Swap "stopped at" for "visited" in the beef tour article below, and give back the part from "After leaving Rolling" up to and including "for three years.".

*Extract provided*.
[Start of section]

More than 110 people came out to a Cooperative Extension beef tour that’s become a summer tradition in the North Carolina’s Piedmont. Held in southern Franklin County this year, the Five-County Beef Tour took visitors to farms representing the diversified nature of North Carolina cattle operations.
The tour took place from 8 a.m. to 2 p.m. on June 11. While farmers and other agriculture professionals came from across the state to take part, most participants were from the five neighboring counties that the tour rotates through: Franklin, Vance, Granville, Warren and Wake.
Martha Mobley, who led the tour, said this year’s participation was higher than it has been in the 27 years that she’s served as a Franklin County Cooperative Extension agent. She said Cooperative Extension has held the tour each summer since the early to mid 1980s with the support of livestock and cattlemen’s associations in the five counties.
The first stop on the 2015 tour was Rolling M Acres Farm in the Pilot community. There, Mike Makar and his family raise Black Angus cattle along with poultry. Dr. Jim Arends, of S&J Farms Animal Health, discussed research on pesticide products aimed at reducing face flies, a horse and cattle pest that resembles the house fly, and Steve Hoyle, of NC State University’s crop science department, covered methods of managing various weeds found in farm ponds.
In addition, Extension area specialized poultry agent Dan Campeau talked about the use of poultry litter as pasture fertilizer. While poultry litter can smell for a couple weeks after it is applied, it offers several advantages over chemical fertilizers: It’s five to eight times cheaper, he said, it adds organic matter to the soil and the slow way it releases nutrients is better for plants.
After leaving Rolling M, the tour stopped at Ray Family Farms, where Chad Ray discussed cattle operations that have been part of their farm for three years.
“Our goal here is an ambitious one,” he said. “Our goal is to be able to survive and to show young people how to make a living on a small family farm,” noting that the farm is home to a 72-member 4-H club.
Ray and his wife, Jodi, sell their products directly to consumers through an on-farm market, and they also have an online store that’s “Open 24 hours a day, seven days a week,” Chad told the farm visitors. “I don’t believe a small farmer will succeed at a Saturday farmers market. I don’t believe it’s enough,” he said. “You’ve got to think bigger.”
While the Rays have a diversified operation raising pastured beef, pork, poultry and eggs, as well as vegetables, the next tour stop was more highly specialized. At Springfield Angus in Louisburg, retired surgeon Dr. Phil Goodson has a 39-year-old Black Angus cattle herd with a national reputation. The farm uses both in vitro fertilization and embryo transfer to maximize the genetics of his top cows.
Others who spoke at the farm included Amanda Schaller and William Byrum of the U.S. Department of Natural Resources Conservation Service (NRCS), who discussed the Conservation Stewardship Program, and Sgt. T.R. Askew of the North Carolina Highway Patrol, who answered questions about regulations regarding livestock transportation and farm equipment. In addition, Kevin Ogles, also of NRCS, gave a rainfall simulation demonstration that dramatically showed the erosion that can occur on grazing lands that aren’t well managed when compared to those that are.

[End of section]

*Records shown*.
[Start of section]

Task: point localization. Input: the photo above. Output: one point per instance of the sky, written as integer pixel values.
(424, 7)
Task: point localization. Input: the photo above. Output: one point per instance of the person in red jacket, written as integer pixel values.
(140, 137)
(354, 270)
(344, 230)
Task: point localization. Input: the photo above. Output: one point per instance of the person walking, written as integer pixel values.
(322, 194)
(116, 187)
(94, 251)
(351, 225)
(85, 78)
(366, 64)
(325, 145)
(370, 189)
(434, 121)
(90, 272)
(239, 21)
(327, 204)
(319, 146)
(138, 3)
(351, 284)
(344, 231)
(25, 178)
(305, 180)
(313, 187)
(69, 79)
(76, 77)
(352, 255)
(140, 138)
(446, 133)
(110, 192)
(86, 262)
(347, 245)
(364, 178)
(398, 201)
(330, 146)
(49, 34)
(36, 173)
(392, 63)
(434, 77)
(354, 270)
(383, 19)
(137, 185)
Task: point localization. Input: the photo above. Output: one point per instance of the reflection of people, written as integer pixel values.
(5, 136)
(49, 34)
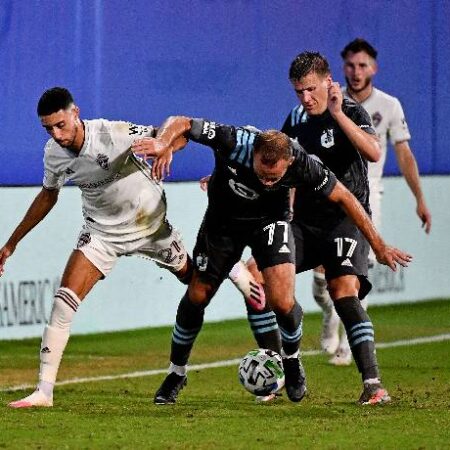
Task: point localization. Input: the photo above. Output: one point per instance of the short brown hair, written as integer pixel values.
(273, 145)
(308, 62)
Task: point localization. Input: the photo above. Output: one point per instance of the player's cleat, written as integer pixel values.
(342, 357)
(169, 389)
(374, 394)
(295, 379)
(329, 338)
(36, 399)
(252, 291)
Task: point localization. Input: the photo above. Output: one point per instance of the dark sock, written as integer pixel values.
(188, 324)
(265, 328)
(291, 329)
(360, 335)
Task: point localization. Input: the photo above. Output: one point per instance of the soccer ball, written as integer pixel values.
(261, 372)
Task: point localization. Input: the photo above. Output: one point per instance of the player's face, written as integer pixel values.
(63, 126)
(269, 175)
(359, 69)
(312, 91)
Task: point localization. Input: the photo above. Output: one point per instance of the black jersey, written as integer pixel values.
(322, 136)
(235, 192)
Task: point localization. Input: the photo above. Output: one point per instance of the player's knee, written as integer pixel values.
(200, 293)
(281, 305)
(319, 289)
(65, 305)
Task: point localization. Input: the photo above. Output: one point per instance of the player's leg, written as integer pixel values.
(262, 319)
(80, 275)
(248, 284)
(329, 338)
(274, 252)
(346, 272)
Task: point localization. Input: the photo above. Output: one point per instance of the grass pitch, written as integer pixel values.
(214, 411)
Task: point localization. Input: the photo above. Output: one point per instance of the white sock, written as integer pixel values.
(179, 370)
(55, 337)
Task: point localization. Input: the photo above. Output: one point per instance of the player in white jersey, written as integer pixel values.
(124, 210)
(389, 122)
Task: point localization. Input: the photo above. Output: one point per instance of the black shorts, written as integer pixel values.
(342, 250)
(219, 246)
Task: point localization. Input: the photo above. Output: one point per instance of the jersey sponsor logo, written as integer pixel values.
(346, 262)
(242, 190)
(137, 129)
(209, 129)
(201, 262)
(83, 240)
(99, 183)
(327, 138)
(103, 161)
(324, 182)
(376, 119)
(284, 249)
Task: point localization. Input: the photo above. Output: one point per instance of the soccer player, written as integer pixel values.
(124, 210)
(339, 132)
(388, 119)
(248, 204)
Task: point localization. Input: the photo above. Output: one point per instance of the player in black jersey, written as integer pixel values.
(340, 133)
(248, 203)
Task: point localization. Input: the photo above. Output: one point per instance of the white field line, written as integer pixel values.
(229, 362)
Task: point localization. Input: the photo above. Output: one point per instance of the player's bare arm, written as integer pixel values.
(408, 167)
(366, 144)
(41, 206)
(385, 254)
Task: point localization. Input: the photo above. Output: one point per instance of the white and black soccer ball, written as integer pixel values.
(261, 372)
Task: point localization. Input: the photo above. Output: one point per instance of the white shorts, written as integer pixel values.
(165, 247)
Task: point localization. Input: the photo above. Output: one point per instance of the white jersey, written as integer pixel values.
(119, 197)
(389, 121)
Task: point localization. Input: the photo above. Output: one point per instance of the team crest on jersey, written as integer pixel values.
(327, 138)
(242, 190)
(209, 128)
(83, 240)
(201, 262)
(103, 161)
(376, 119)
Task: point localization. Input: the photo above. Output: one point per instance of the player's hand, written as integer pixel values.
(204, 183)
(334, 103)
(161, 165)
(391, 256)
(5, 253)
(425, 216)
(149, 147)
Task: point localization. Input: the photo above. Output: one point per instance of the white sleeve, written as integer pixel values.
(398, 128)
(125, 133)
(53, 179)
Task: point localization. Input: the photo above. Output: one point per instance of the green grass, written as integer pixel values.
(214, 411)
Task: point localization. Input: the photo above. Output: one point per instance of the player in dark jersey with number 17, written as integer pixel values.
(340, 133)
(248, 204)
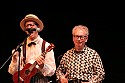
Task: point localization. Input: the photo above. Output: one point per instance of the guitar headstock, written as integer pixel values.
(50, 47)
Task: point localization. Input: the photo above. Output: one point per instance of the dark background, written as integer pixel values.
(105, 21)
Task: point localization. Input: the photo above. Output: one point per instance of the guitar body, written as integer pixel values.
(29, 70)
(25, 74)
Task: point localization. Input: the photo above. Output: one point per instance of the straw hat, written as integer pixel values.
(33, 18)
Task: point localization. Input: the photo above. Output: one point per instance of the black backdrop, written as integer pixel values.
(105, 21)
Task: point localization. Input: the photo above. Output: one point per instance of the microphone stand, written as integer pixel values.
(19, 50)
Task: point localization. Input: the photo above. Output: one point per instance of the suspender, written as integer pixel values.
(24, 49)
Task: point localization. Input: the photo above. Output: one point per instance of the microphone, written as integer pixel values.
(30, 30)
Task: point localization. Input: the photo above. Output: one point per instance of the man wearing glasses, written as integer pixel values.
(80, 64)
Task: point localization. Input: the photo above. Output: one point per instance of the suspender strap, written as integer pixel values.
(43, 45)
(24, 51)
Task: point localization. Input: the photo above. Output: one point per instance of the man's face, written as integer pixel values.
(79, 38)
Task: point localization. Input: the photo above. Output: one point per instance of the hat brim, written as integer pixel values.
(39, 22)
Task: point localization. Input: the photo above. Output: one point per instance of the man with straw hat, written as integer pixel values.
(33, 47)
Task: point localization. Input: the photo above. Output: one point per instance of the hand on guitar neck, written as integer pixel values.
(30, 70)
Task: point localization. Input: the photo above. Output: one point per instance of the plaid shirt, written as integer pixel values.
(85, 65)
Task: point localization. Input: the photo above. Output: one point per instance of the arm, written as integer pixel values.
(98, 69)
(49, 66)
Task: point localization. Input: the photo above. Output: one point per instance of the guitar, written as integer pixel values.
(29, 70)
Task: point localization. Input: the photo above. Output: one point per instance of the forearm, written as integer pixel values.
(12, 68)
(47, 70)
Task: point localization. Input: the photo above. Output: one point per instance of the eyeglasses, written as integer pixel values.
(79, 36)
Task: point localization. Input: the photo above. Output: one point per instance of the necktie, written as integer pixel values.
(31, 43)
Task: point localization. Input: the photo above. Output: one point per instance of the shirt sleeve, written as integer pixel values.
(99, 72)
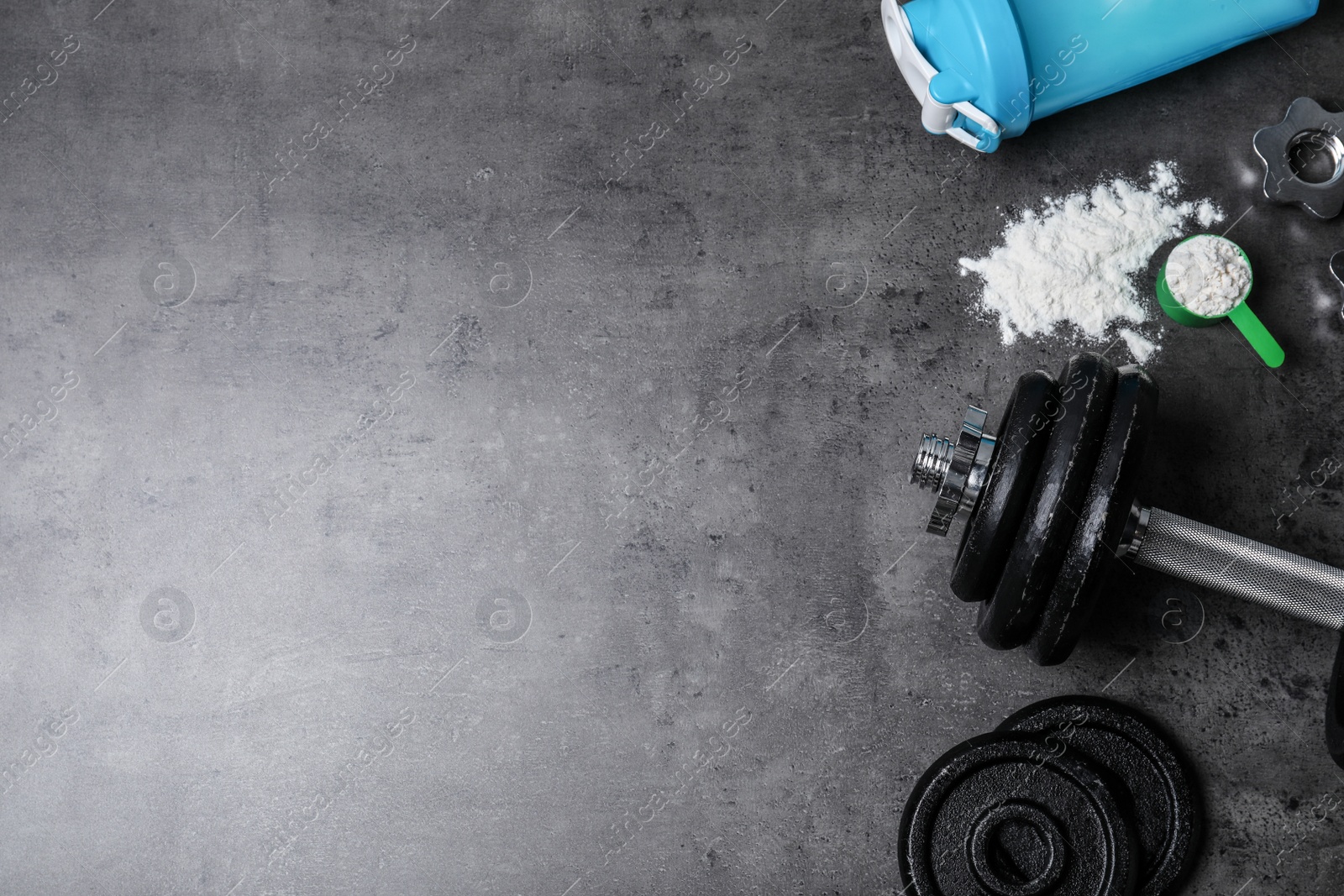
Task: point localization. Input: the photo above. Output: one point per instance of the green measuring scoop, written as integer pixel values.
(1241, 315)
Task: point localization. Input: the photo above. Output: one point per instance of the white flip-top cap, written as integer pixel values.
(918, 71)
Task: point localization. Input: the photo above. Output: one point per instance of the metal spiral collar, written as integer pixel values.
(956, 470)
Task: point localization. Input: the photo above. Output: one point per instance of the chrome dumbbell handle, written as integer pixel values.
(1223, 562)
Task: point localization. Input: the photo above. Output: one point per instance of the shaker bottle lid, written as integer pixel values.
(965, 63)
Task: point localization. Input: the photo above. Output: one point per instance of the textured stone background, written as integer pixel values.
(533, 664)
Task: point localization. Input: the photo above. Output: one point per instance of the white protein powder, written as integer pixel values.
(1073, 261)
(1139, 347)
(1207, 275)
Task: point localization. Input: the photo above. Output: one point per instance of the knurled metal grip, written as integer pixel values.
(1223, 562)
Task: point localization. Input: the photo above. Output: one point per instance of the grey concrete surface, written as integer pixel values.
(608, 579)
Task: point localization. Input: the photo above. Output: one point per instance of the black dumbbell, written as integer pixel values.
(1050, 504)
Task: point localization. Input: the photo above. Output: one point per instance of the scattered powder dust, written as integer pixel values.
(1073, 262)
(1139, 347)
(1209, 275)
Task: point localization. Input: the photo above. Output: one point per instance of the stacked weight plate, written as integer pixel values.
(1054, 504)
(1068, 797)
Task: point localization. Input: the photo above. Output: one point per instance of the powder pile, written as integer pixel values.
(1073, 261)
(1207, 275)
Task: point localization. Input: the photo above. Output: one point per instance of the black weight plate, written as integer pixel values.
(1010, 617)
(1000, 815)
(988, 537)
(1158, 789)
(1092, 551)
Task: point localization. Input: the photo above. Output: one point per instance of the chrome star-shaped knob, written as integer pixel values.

[End of section]

*Exercise output*.
After leaving Rolling M, the tour visited Ray Family Farms, where Chad Ray discussed cattle operations that have been part of their farm for three years.